● **Object point labels**
____

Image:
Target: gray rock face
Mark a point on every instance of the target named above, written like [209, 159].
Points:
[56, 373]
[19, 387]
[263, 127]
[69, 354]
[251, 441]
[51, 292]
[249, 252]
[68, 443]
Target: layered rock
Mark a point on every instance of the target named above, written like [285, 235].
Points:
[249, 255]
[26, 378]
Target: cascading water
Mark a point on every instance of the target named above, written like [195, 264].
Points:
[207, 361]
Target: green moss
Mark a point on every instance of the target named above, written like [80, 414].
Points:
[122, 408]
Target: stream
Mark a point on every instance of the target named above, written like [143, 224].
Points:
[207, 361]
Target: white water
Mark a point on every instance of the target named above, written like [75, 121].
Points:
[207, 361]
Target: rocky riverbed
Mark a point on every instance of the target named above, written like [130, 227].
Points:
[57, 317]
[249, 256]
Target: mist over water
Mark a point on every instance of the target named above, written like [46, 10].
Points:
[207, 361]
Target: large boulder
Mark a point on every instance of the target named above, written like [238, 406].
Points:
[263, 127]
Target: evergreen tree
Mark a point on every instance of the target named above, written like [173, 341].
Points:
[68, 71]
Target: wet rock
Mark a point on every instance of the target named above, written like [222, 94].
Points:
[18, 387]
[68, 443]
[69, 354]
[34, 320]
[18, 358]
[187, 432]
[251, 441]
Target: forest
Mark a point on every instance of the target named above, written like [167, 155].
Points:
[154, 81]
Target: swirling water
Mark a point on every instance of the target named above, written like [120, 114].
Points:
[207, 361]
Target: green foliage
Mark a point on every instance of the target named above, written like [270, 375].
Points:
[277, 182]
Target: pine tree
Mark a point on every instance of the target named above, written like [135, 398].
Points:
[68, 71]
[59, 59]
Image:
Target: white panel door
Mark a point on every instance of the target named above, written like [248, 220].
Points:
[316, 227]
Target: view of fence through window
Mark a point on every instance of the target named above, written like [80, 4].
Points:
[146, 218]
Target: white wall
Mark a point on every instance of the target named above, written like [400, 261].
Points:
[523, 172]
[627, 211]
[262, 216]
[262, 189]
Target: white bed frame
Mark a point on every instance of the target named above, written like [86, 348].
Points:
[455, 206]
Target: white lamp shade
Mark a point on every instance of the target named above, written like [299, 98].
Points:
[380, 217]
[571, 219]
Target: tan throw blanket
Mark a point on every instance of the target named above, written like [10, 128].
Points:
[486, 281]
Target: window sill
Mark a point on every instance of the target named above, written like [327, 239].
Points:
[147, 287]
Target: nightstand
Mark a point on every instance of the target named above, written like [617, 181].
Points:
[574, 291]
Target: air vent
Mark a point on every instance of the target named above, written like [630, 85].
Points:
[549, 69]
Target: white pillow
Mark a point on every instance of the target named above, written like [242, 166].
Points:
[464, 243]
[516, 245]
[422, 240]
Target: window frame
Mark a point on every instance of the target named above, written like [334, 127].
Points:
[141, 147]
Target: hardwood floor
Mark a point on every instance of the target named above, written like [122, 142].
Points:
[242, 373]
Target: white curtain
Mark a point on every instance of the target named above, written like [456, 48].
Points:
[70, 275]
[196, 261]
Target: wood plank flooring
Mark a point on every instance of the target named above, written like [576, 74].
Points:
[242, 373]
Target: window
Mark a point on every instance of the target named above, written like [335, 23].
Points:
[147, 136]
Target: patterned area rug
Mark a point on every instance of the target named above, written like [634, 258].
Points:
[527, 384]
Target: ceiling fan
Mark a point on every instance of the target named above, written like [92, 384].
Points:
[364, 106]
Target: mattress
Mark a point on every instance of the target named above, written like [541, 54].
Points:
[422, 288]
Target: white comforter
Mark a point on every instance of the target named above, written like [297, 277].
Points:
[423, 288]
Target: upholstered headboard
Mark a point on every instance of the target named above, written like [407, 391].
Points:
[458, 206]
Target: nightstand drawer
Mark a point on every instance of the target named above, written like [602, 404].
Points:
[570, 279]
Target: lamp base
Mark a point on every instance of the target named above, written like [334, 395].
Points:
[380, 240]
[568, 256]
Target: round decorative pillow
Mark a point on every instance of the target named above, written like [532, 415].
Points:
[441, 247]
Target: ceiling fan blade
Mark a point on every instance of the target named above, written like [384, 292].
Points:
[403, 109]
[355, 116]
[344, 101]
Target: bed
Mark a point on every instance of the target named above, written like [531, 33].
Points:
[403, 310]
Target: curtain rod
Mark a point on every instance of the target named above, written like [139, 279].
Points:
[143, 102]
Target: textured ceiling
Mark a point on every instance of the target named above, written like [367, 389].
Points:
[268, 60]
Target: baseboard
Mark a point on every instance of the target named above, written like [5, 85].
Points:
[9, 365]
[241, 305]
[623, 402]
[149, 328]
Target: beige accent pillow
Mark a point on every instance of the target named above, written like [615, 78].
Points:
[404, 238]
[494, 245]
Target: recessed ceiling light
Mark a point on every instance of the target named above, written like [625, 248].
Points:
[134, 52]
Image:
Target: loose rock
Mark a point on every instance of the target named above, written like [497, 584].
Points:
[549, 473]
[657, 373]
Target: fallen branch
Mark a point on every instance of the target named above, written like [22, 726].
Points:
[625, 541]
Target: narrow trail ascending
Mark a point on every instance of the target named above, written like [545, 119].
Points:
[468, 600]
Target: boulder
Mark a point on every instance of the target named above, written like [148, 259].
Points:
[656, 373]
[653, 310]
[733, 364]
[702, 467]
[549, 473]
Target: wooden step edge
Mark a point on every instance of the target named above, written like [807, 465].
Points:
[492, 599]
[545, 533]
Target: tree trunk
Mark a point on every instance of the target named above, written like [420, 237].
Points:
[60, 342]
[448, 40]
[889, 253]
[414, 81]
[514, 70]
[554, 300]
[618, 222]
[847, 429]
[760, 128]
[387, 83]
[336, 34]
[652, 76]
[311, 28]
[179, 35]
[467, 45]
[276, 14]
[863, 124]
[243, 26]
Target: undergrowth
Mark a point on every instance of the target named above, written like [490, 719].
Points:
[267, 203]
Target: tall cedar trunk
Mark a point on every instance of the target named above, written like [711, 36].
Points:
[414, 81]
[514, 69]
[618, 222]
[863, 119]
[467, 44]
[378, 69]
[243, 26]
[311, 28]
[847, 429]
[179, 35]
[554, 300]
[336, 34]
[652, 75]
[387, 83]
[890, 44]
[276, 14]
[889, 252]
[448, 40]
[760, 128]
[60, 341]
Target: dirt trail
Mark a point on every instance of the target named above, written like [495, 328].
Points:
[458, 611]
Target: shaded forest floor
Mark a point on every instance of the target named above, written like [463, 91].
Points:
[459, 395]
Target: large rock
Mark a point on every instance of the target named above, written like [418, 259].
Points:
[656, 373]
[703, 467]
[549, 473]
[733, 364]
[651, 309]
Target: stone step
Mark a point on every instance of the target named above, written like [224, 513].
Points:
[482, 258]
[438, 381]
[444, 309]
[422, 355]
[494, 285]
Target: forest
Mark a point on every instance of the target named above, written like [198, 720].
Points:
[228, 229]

____

● **REQUIRED WORK**
Return all of the entries exactly as they were supplied.

● **RESPONSE**
Image:
Target: gray rock face
Mark a point on every instance of the target named above, written like [209, 159].
Points:
[56, 373]
[19, 387]
[263, 127]
[69, 354]
[251, 441]
[51, 292]
[249, 252]
[68, 443]
Target: layered rock
Mark a point on every instance of the target named above, written like [285, 235].
Points:
[249, 255]
[26, 378]
Target: cascading water
Mark a point on every instance of the target named above, written like [195, 264].
Points:
[207, 361]
Target: green moss
Mark a point on every instance of the target named above, written like [80, 414].
Points:
[122, 408]
Target: stream
Mark a point on every instance of the target named above, written like [143, 224].
Points:
[207, 361]
Target: white water
Mark a point on every instance of the target named above, written like [75, 121].
Points:
[207, 361]
Target: rocky riverbed
Mark a point on every instance of the target named above, written like [130, 227].
Points:
[57, 317]
[249, 256]
Target: mist over water
Mark a point on every instance of the target named above, written like [46, 10].
Points:
[207, 361]
Target: large boulder
Mark a point on every instance of the target named above, written like [238, 406].
Points:
[263, 127]
Target: evergreen tree
Mark a point on every instance of the target named above, written like [173, 341].
Points:
[68, 71]
Target: wet rock
Mark a point on every instance of the target named above, written like [222, 94].
Points:
[18, 387]
[68, 443]
[69, 354]
[34, 320]
[18, 358]
[187, 432]
[251, 441]
Target: forest
Mark a point on every instance of the target named above, written like [167, 155].
Points:
[154, 81]
Target: swirling water
Mark a point on every instance of the target named above, written like [120, 114].
Points:
[207, 361]
Target: green foliage
Mark a point on every instance of the target named above, written like [270, 375].
Points:
[277, 182]
Target: pine tree
Mark a point on every instance of the target named above, written like [135, 398].
Points:
[68, 71]
[59, 59]
Image:
Target: white panel door
Mark a point on every instance of the target named above, written like [248, 220].
Points:
[316, 227]
Target: view of fence through window
Mark a point on every instance of the target named above, written like [80, 4].
Points:
[146, 218]
Target: white wall
Mark a point on every instance of the target named above, written like [400, 261].
Points:
[523, 172]
[627, 211]
[262, 216]
[262, 189]
Target: white bed frame
Mark a point on every instance of the target named above, written like [86, 348].
Points:
[455, 206]
Target: white lamp shade
Mark a point on every instance of the target named above, written like [299, 98].
Points:
[380, 217]
[571, 219]
Target: tan throw blanket
Mark a point on every instance of the target named above, written like [10, 128].
Points:
[486, 281]
Target: window sill
Mark a point on every instance of the target named above, written like [327, 239].
Points:
[147, 287]
Target: nightstand
Mark a point on every instance of the target named above, written like [617, 181].
Points:
[574, 291]
Target: air vent
Mark a point on every instance of the target named above, written like [630, 85].
Points:
[549, 69]
Target: white pillow
Mark a point on every instance of the target named above, written like [242, 166].
Points:
[464, 243]
[516, 245]
[422, 240]
Target: window frame
Mark a point on every instance of the target named above, written like [334, 127].
Points:
[141, 147]
Target: hardwood floor
Mark a point on every instance of the target named above, written like [122, 142].
Points:
[242, 373]
Target: white curtain
Mark a point on every instance of the target named above, written like [456, 48].
Points:
[70, 275]
[196, 261]
Target: wood plank flooring
Mark a point on every instance of the target named above, written like [576, 74].
Points:
[242, 373]
Target: window
Mark a point on every instance of the target named above, written like [335, 23].
Points:
[147, 136]
Target: patterned area rug
Mark a point on every instance of the target named above, written like [634, 258].
Points:
[527, 384]
Target: ceiling fan
Mark a point on every instance of the target named above, written like [92, 384].
Points:
[364, 106]
Target: mattress
Mark a point on every instance of the target named above, written like [541, 54].
Points:
[422, 288]
Target: white comforter
Mark a point on every instance of the target named above, written like [297, 277].
Points:
[423, 288]
Target: upholstered headboard
Mark a point on every instance of the target named above, written like [407, 391].
Points:
[458, 206]
Target: nightstand drawer
Mark a point on every instance of the target named above, written like [602, 404].
Points:
[570, 279]
Target: lamp base
Mark a point on every instance of the target named above, written like [334, 395].
Points:
[380, 240]
[568, 256]
Target: round decorative pillow
Mark a point on every instance of the target named above, written like [532, 415].
Points:
[441, 247]
Target: ceiling fan blade
Mark a point on every instance of the target named above, written like [384, 292].
Points:
[403, 109]
[355, 116]
[344, 101]
Target: bed
Mark a point on every instance of the target named above, written like [531, 33].
Points:
[403, 310]
Target: curtain rod
Mark a point on every instance of the target named above, written like [139, 279].
Points:
[143, 102]
Target: textured ceiling
Mark a point on every instance of the target named above, written like [367, 389].
Points:
[268, 60]
Target: baseboard
Mark a point on every instance of the target named above, written like [5, 85].
Points:
[9, 365]
[241, 305]
[623, 402]
[149, 328]
Target: beige accent pillow
Mark a point on every instance of the target named above, written like [615, 78].
Points:
[404, 238]
[494, 245]
Target: recessed ceiling light
Mark a point on every instance of the target named above, written like [625, 248].
Points:
[134, 52]
Image:
Target: loose rock
Mark a point on every instance of the target named above, written like [497, 584].
Points:
[549, 473]
[657, 373]
Target: fallen branch
Mark a point on every instance of the target named above, written like [22, 726].
Points:
[625, 541]
Target: narrow trail ascending
Mark a point on every instance of the target named above, written like [545, 119].
Points:
[468, 600]
Target: boulder
Mark a point on every instance of the target named above, written like [148, 259].
Points:
[656, 373]
[653, 310]
[733, 364]
[702, 467]
[549, 473]
Target: wooden step edge
Mark a point on every instance of the target named above, written like [807, 465].
Points:
[492, 599]
[545, 533]
Target: tree trunk
Mark a point on every instance of the target named above, written like [420, 237].
Points:
[60, 342]
[448, 40]
[889, 253]
[414, 81]
[514, 70]
[554, 300]
[618, 222]
[847, 429]
[760, 128]
[387, 83]
[336, 34]
[652, 76]
[311, 28]
[179, 35]
[467, 45]
[276, 14]
[863, 124]
[243, 26]
Target: undergrowth
Mark a point on every instance of the target named above, written like [490, 719].
Points:
[267, 203]
Target: tall cedar trunk
Mark a point on every instance of the target named above, written like [711, 36].
Points:
[414, 81]
[514, 69]
[618, 222]
[863, 119]
[467, 44]
[378, 69]
[243, 26]
[311, 28]
[847, 429]
[179, 35]
[554, 300]
[336, 34]
[652, 75]
[387, 83]
[890, 44]
[276, 14]
[889, 252]
[448, 40]
[760, 128]
[60, 341]
Target: dirt trail
Mark a point on every instance of the target named above, written like [495, 328].
Points:
[458, 611]
Target: shaded forest floor
Mark a point on every instance of the target named above, written like [463, 91].
Points:
[459, 395]
Target: large rock
Mark a point on every instance of the target named above, written like [418, 259].
Points:
[656, 373]
[703, 467]
[549, 473]
[733, 364]
[651, 309]
Target: stone step
Mark a point on every instance of the target named above, written like [224, 513].
Points:
[482, 258]
[438, 381]
[444, 309]
[422, 355]
[494, 285]
Target: forest
Mark a point on every instance of the target named above, written like [198, 720].
Points:
[228, 229]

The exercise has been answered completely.